BEGIN Records provided

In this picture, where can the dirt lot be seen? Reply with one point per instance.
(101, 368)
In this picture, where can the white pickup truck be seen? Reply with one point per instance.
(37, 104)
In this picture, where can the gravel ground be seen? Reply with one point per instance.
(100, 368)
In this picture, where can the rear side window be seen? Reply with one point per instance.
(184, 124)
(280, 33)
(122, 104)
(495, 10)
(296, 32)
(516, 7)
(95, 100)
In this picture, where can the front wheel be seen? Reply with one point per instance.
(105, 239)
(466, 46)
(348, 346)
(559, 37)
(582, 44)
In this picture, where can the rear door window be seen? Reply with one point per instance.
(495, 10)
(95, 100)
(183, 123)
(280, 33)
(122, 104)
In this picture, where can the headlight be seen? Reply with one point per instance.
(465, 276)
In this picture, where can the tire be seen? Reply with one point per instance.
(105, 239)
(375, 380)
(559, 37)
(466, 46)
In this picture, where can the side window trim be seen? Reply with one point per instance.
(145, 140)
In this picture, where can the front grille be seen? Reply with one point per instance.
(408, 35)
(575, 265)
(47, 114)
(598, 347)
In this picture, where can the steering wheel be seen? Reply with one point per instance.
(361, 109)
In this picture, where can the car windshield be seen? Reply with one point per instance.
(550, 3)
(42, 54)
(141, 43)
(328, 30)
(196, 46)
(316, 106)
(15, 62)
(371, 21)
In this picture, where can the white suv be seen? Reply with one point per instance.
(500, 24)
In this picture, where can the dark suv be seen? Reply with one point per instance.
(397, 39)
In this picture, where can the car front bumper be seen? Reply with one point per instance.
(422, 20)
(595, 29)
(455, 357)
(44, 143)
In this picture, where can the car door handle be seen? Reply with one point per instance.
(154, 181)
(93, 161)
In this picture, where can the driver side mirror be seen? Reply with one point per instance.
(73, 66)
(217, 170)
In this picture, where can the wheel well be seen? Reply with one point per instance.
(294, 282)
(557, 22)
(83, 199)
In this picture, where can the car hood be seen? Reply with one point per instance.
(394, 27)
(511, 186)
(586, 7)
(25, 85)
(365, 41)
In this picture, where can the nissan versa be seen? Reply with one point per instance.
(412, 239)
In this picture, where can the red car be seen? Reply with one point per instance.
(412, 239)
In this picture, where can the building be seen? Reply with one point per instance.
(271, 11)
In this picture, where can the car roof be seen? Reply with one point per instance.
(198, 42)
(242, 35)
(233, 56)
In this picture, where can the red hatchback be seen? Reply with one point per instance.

END Records provided

Assigned task >> Produce an exact copy of the entries above.

Answer >>
In this picture, where can the dirt lot be seen? Reply with one point per instance.
(101, 368)
In this picture, where can the white pickup truck be seen? Reply with one point per instance.
(37, 104)
In this picture, where can the gravel ground be seen? Reply with one point per instance.
(100, 368)
In this picture, where can the rear side window be seen? Reply with one point per instance.
(184, 124)
(280, 33)
(122, 104)
(495, 10)
(296, 32)
(516, 7)
(95, 100)
In this picture, where can the front wheel be seen? Reply with one point per instance.
(105, 239)
(466, 46)
(348, 346)
(559, 37)
(582, 44)
In this picture, where can the rear door window be seen? Reply with one point per instance.
(495, 10)
(95, 100)
(183, 123)
(280, 33)
(122, 104)
In this picture, where can the headlight be seen? Reply with one point per instance.
(465, 276)
In this picture, where can the tire be seen? Reply with one point per instance.
(105, 239)
(375, 380)
(559, 37)
(466, 46)
In this picture, where can the side window trim be seen? Reply with one point per instance.
(145, 140)
In this picture, where can the front grille be seen? Reply with one point per instance.
(408, 35)
(575, 265)
(47, 114)
(598, 347)
In this picture, where can the steering wheel be seen? Reply with one point per instance.
(361, 109)
In this picture, where can the car windshield be seen? Reply with one point per instance.
(550, 3)
(42, 54)
(141, 43)
(328, 30)
(196, 46)
(316, 106)
(15, 62)
(371, 21)
In this picture, where can the white suv be seen? Reply with one point per instance.
(500, 24)
In this picture, where can the dark suv be seen? Reply with one point per instance.
(397, 39)
In this picture, where can the car front bumper be seen? Reply with one point per instance.
(422, 20)
(595, 29)
(455, 357)
(44, 143)
In this picture, where can the car door handle be seen? Reply with one point per instance.
(154, 181)
(93, 161)
In this picture, where can the driver side mirror be seen? Reply with one point per instance.
(73, 66)
(217, 170)
In this picture, where can the wheel well be seen? Reply with one point per instance.
(294, 282)
(557, 22)
(83, 199)
In this picture, where can the car hood be seen? Reply with one point per instance.
(394, 27)
(511, 186)
(586, 7)
(25, 85)
(365, 41)
In this picture, where can the nissan versa be seen? Reply with one point per instance.
(412, 239)
In this picture, where can the red car be seen? Reply with one point per instance.
(412, 239)
In this picture, where can the building be seen? Reply with one point per instance.
(271, 11)
In this picture, where can the car roof be seen? Reply with one point per instance.
(198, 42)
(242, 35)
(233, 56)
In this picture, where can the red hatchback be seen? Reply with one point per instance.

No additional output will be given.